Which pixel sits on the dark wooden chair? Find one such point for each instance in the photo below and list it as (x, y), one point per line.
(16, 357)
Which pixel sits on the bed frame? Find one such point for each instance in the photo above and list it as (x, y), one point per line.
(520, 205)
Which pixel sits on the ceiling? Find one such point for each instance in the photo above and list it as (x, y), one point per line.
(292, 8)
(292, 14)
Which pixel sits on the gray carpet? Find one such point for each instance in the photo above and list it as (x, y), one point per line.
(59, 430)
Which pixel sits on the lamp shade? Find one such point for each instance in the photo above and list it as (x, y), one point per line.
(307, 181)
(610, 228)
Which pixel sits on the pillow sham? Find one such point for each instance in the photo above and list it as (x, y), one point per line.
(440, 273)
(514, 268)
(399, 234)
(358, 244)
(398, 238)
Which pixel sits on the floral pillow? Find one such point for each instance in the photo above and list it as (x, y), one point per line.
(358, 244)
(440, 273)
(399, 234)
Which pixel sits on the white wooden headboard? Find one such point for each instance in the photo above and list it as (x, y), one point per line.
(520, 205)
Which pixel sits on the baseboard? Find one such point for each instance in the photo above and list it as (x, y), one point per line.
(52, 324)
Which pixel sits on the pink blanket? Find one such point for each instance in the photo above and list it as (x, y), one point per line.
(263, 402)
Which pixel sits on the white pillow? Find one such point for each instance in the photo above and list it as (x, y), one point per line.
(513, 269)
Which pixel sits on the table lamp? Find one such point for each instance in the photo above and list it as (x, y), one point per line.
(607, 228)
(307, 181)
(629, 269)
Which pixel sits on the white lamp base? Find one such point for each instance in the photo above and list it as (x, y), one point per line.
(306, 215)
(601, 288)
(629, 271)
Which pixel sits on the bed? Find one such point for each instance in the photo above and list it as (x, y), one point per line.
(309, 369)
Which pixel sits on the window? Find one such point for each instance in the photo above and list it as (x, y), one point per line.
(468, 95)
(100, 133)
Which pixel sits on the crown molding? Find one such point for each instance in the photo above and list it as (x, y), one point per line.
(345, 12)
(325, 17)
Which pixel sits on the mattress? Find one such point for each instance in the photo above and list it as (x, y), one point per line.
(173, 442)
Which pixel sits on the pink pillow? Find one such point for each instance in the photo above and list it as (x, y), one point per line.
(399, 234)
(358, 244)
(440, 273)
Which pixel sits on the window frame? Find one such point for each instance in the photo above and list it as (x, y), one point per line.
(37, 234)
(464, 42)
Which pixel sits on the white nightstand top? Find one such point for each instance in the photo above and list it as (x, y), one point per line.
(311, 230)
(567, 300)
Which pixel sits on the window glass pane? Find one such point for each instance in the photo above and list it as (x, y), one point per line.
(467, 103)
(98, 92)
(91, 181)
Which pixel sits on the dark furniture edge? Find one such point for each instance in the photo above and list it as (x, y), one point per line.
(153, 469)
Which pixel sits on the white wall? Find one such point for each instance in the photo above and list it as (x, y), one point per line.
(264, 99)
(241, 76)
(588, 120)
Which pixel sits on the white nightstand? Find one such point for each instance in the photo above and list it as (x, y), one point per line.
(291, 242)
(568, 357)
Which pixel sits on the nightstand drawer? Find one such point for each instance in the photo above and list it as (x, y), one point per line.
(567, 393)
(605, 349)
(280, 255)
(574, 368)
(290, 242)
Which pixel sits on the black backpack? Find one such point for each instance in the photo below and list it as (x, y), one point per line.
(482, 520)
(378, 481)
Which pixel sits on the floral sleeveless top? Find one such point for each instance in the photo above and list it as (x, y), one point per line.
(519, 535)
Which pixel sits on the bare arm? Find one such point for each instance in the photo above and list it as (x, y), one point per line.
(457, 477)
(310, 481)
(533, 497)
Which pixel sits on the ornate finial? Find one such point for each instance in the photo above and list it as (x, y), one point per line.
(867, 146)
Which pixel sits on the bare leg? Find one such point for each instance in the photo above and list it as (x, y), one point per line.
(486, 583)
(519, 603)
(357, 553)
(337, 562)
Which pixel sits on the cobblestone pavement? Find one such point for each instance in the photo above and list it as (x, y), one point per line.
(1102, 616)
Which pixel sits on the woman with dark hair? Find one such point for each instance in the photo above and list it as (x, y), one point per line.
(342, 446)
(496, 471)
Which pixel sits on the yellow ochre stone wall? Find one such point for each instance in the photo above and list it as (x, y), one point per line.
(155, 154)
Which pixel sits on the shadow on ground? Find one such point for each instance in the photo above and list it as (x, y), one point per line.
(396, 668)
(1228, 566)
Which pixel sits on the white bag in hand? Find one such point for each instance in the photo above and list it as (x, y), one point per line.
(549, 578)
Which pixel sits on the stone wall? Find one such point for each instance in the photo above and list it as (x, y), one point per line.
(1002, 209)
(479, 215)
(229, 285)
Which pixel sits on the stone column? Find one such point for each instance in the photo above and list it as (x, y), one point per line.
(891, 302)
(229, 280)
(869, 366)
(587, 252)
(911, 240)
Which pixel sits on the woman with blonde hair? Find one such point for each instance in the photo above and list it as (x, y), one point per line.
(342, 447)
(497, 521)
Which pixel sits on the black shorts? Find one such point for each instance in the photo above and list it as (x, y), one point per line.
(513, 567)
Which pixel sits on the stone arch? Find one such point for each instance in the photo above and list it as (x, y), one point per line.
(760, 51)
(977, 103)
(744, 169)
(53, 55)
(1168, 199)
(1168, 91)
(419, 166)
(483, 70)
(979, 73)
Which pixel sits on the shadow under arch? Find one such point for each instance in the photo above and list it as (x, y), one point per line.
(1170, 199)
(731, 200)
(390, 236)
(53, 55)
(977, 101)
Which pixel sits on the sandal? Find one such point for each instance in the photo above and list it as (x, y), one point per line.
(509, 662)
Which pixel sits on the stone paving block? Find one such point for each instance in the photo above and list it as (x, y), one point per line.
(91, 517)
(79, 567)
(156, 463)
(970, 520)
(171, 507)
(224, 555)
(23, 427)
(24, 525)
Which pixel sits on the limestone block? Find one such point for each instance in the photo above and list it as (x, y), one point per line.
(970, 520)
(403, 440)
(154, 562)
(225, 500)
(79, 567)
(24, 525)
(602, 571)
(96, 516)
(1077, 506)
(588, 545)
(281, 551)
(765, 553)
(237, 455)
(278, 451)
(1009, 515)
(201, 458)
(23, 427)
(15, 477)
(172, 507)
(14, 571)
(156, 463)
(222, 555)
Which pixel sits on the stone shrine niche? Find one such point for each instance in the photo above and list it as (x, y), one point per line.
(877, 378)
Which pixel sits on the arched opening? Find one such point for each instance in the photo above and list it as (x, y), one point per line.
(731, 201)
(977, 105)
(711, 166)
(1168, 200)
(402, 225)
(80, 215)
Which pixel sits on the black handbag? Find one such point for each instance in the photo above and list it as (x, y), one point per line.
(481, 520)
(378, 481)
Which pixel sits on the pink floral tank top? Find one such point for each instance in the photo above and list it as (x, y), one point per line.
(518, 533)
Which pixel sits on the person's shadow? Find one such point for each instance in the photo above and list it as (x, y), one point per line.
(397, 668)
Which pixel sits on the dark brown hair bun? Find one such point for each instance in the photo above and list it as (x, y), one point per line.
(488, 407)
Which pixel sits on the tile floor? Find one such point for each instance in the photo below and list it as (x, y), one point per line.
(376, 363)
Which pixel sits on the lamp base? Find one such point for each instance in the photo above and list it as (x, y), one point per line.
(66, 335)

EXERCISE =
Reproduce the full listing exactly.

RESULT OF THE TASK =
Which pixel sits on the dark wooden chair? Find one such point for each instance in the photo below and list it as (x, y), one point per line.
(16, 357)
Which pixel sits on the bed frame? Find one such point for each instance in the photo above and list it as (x, y), one point per line.
(520, 205)
Which pixel sits on the ceiling? Find one such point for each instance in the photo above and list it as (x, y), one point per line.
(292, 8)
(292, 14)
Which pixel sits on the gray carpet? Find one such point for each instance in the photo above and list it as (x, y), one point per line.
(59, 430)
Which pixel sits on the lamp shade? Find one such point for each instance in the photo above and list it as (x, y), one point per line.
(307, 181)
(610, 228)
Which pixel sits on the pillow sham? Find one such point for each instance in the photo above and list it as (x, y), one point per line.
(440, 273)
(514, 268)
(399, 234)
(358, 244)
(398, 238)
Which pixel sits on the floral pillow? Find one such point for each instance in the photo above and list it as (x, y), one point per line.
(358, 244)
(440, 273)
(399, 234)
Which pixel sits on the white wooden headboard? Find one such point for each instance in the photo above and list it as (x, y), one point per line.
(520, 205)
Which pixel sits on the baseboard? Find one such point for each instance in the photo above and list it as (x, y), one point per line.
(52, 324)
Which pixel sits on the pink blanket? Find one such point for each instance in the photo above and list it as (x, y), one point per line.
(263, 402)
Which pixel sits on the white pillow? Find one such point for each instance in the photo above and list it as (x, y), one point per line.
(513, 269)
Which pixel sits on the table lamp? Find one such point for each instance in the photo above and list it as (x, y), one point per line.
(607, 228)
(307, 181)
(629, 269)
Which pixel sits on the white lamp base? Find one such point for each instance in the photo above and list it as (x, y), one point per line.
(306, 215)
(601, 288)
(629, 271)
Which pixel sits on the bed? Find one such point for each instance in the photo above and list it as (x, y), one point per line.
(309, 369)
Which pixel sits on the window? Find one such point for each instance in the photo above and list it as (x, y), one point per line.
(468, 95)
(100, 133)
Which pixel sits on the crown molding? Find one such point for each instance in the photo above and list it as (x, y), one point per line.
(345, 12)
(325, 17)
Which pixel sits on the mattress? Find one such point for each instance in the photo above and list it as (x, y), one point per line.
(173, 442)
Which pixel sits on the pink pillow? Find one such point for each instance in the photo above and list it as (x, y), one point per line.
(399, 234)
(358, 244)
(440, 273)
Which pixel sits on the window frame? Find one such point for each instance in the photo above and list it as (x, y), one point per line.
(37, 234)
(464, 42)
Which pixel sits on the white nightstand top? Find one such point for each instance in the photo above and list it as (x, y), one point per line.
(311, 230)
(567, 300)
Which pixel sits on the window glass pane? Find one such point for each instance in the photo above and list it as (x, y), one point per line.
(467, 103)
(98, 92)
(91, 181)
Which pixel sits on the dark furniture edge? Find one such point for each instance in the photo above and list it as (x, y), one point per line.
(153, 469)
Which pixel sits on the white wall? Find one such point for each instance in the photo above and list it as (x, y), one point per line.
(264, 99)
(241, 76)
(588, 120)
Which pixel sits on the white nightstand? Find one such point for each instance in the photo above and list it as (x, y), one point per line.
(291, 242)
(568, 357)
Which pixel sits on the nightstand drawer? Find one such point for each instance in the photo above and list it as (x, y), one point per line.
(567, 393)
(605, 349)
(280, 255)
(574, 368)
(290, 242)
Which pixel sits on the black backpack? Find one such point for each instance in the photo below and list it as (x, y), one point per line.
(482, 520)
(378, 481)
Which pixel sits on the floral sleeveless top? Find one such point for each instance in the photo above and list it as (x, y), one point per line.
(519, 535)
Which pixel sits on the bare arm? Find one such point for each instance in the photo above and list it as (x, y), one point per line.
(457, 477)
(310, 481)
(533, 497)
Which pixel sits on the ornate finial? Find one such point for each instance in the photo above and list it as (x, y), one point per line.
(867, 146)
Which pixel sits on the bare leg? Find one such point for each instance in the photo above and list it as (x, y), one point per line.
(486, 583)
(519, 603)
(357, 553)
(337, 562)
Which pixel sits on the cobblestone pavement? Find one such point for each instance in the photo above and list it as (x, y), one point per line.
(1102, 616)
Which pixel sits on the woman with dark hair? Find one such point for each instance in the photo above and list it as (x, y), one point per line.
(342, 446)
(496, 471)
Which pixel sits on the yellow ochre stone wall? Find one such point for each instance in the photo above and list it as (x, y), one point per line.
(155, 154)
Which pixel sits on the shadow on ground? Find one such point for each instance in the photo above and list it as (x, y), one point per line.
(396, 668)
(1228, 566)
Which pixel sits on the white bag in hand? Find one such point for each instance in the photo above and list it as (x, y), one point per line.
(549, 578)
Which pixel sits on the stone wall? Find one such point for each instance in the photo above and list it as (x, y), one point per line.
(1002, 209)
(479, 215)
(229, 285)
Which pixel sits on the stone column? Find one such point for each instance in the photo above and list it as (x, y), one point per line.
(891, 302)
(229, 280)
(869, 366)
(587, 252)
(911, 240)
Which pixel sits on the woman with blonde hair? Find one such point for each instance in the photo above and list it as (x, y), one point per line.
(342, 447)
(497, 521)
Which pixel sits on the black shorts? Find one such point for each instance in the photo above and list it as (x, y), one point per line.
(513, 567)
Which pixel sits on the stone arch? Find one such point for each instance in the photo above and list it as (x, y), one point per line.
(760, 51)
(977, 103)
(744, 169)
(53, 55)
(1168, 199)
(1168, 91)
(419, 166)
(483, 70)
(979, 73)
Which pixel sits on the shadow under arch? Find one such point for each instance in the photo above and list it as (x, y), one point per line.
(1170, 199)
(731, 200)
(390, 236)
(53, 55)
(977, 101)
Which pixel sits on the sandal? Find one such point for each instance in the photo above and list it as (x, y), one point per line.
(509, 662)
Which pixel sits on the stone paving block? Find one such point for each instance in the photo above and list it as (x, y), one point per line.
(91, 517)
(79, 567)
(156, 463)
(970, 520)
(171, 507)
(224, 555)
(23, 427)
(24, 525)
Which pixel sits on the limestone block? Find one such point for each instance in the photo above and list it as (x, y), one point per line.
(970, 520)
(403, 440)
(154, 562)
(225, 500)
(79, 567)
(24, 525)
(602, 571)
(96, 516)
(1077, 506)
(588, 545)
(281, 551)
(765, 553)
(237, 455)
(278, 451)
(1009, 515)
(201, 458)
(23, 427)
(15, 477)
(172, 507)
(14, 571)
(156, 463)
(222, 555)
Which pixel sits on the stone shrine niche? Find one such point for each instance in the photo above and list it as (x, y), one point per line.
(877, 378)
Which pixel sits on the arched opening? Find one such point for each instance in the photo above and list it as (x, y), one point per line.
(731, 201)
(977, 105)
(711, 166)
(1168, 200)
(402, 225)
(80, 215)
Which pixel sits on the black handbag? Find one such point for each instance in the photo above and list it as (x, y), one point per line.
(481, 520)
(378, 481)
Which pixel sits on the pink floral tank top? Find one such point for each instance in the photo above and list it as (x, y), one point per line.
(518, 533)
Which pixel sits on the person's shadow? Find one such point for each instance in the photo above and list it as (x, y), one point per line.
(397, 668)
Which pixel sits on the dark brown hair bun? Find one such point for each instance in the photo above and list it as (x, y), one point per line.
(488, 407)
Which pixel sits on the tile floor? Find one such point for each instance in the photo below and list it as (x, y), one point per line.
(376, 363)
Which pixel sits on the lamp base? Find one such point for each instance in the photo above and list it as (x, y), one point per line.
(66, 335)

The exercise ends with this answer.